• Instructions for the task: Only the lines below, from the one with "Target: fish head" through the one with "Task: for the roadway count, mark the man's ear", are to be written out, exactly.

[Dataset records]
--- START ---
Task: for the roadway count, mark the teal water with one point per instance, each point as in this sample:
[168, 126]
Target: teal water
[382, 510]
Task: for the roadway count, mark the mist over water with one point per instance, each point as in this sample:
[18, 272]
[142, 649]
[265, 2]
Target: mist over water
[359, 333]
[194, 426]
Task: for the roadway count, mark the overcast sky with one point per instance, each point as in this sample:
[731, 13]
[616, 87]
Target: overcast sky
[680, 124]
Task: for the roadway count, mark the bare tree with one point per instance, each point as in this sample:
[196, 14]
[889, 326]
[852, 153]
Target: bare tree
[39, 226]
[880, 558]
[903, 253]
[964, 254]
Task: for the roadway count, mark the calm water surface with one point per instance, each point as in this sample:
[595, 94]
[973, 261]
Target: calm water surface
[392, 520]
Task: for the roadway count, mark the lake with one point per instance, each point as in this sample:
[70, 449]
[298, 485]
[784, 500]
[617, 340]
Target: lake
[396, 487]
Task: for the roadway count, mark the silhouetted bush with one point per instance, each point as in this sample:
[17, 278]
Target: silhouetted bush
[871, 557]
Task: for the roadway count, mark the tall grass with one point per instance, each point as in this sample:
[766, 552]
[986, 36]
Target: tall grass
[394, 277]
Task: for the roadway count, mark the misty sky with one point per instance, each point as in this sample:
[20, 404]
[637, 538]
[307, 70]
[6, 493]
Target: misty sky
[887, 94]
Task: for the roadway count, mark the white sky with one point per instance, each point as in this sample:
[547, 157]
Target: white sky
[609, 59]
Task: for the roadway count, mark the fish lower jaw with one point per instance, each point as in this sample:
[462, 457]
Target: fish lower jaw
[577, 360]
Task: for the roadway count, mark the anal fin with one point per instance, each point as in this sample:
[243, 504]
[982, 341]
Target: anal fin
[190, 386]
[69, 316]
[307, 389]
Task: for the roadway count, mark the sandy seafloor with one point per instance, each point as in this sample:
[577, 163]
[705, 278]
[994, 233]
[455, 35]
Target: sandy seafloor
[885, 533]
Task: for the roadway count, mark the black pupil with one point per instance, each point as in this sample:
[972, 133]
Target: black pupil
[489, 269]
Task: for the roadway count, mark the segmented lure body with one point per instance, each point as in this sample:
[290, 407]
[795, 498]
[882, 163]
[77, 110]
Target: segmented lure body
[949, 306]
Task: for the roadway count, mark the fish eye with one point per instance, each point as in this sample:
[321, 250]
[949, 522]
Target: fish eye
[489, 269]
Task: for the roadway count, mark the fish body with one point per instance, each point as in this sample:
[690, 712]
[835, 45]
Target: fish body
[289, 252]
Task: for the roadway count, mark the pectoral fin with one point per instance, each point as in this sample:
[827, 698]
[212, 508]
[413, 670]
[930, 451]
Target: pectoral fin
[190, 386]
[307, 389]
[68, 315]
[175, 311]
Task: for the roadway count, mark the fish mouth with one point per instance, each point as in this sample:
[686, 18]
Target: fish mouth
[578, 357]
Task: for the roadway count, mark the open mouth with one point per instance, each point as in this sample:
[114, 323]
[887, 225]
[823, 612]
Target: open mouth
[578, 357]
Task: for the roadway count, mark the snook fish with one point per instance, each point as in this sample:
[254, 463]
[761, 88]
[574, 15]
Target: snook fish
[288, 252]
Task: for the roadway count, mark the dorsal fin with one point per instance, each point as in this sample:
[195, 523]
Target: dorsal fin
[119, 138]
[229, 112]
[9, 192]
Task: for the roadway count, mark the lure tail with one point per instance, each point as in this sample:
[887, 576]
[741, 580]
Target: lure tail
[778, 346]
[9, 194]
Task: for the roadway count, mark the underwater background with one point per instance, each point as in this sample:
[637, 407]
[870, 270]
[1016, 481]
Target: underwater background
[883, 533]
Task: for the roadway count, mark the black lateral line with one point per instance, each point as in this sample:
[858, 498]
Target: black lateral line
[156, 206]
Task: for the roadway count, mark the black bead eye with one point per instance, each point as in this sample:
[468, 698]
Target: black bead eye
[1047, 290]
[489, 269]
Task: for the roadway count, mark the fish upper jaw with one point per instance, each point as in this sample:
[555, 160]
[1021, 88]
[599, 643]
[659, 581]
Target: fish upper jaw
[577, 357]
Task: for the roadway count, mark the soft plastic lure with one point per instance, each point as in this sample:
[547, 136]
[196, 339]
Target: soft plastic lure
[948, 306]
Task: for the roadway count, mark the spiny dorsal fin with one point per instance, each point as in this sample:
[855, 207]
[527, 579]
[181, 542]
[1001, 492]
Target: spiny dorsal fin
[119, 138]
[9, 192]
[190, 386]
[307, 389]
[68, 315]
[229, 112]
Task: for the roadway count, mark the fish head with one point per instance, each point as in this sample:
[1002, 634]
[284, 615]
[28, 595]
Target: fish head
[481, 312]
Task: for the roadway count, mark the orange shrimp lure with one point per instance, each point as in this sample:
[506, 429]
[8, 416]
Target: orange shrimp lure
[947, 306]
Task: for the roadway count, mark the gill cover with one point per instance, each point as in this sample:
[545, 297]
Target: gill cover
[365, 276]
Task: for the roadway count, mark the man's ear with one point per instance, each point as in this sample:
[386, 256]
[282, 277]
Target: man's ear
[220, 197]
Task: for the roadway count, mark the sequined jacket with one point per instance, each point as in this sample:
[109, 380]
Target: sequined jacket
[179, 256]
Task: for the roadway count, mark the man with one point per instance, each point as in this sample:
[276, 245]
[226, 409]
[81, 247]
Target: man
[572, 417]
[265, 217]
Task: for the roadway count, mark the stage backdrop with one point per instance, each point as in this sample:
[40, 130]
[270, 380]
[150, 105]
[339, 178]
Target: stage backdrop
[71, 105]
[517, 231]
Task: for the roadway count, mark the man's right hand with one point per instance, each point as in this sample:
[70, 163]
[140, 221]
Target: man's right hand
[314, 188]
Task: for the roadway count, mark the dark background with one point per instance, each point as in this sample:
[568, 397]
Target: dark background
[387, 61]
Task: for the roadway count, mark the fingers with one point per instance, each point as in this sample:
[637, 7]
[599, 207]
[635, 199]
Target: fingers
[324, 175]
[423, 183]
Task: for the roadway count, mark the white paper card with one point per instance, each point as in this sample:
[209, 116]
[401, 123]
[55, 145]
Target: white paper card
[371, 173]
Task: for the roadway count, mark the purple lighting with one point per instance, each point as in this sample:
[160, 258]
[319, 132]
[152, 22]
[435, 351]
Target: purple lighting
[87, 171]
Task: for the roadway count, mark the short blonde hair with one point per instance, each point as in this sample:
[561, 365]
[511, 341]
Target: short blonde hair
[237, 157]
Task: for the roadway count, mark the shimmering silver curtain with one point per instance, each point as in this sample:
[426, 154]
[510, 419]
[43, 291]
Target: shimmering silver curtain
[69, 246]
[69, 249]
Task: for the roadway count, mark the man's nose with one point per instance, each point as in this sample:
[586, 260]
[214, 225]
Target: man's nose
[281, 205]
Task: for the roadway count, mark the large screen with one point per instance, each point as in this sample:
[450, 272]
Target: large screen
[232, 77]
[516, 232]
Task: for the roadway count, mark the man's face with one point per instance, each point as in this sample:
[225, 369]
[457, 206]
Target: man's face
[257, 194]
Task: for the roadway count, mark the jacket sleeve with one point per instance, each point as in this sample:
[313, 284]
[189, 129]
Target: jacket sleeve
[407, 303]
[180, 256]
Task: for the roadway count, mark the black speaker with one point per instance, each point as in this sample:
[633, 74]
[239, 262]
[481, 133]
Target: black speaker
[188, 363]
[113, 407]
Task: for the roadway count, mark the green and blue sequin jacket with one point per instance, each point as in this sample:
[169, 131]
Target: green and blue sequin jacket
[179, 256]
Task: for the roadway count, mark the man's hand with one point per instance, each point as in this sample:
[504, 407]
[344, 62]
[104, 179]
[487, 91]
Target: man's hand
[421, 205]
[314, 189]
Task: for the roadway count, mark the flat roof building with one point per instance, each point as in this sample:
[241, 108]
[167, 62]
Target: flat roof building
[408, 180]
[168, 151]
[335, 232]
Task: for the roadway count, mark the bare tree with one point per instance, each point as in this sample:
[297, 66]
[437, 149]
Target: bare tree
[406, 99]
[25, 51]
--- END ---
• Answer area:
Target: fish head
[481, 312]
Task: for the roadway count, mark the orange shrimp lure with one point per instance, each point as in this sample:
[506, 429]
[8, 416]
Target: orange shrimp lure
[947, 306]
Task: for the roadway count, mark the gill cover with one point per instance, each point as in this sample:
[545, 297]
Target: gill cover
[365, 276]
Task: for the roadway count, mark the man's ear with one point per instance, each point as in this sample:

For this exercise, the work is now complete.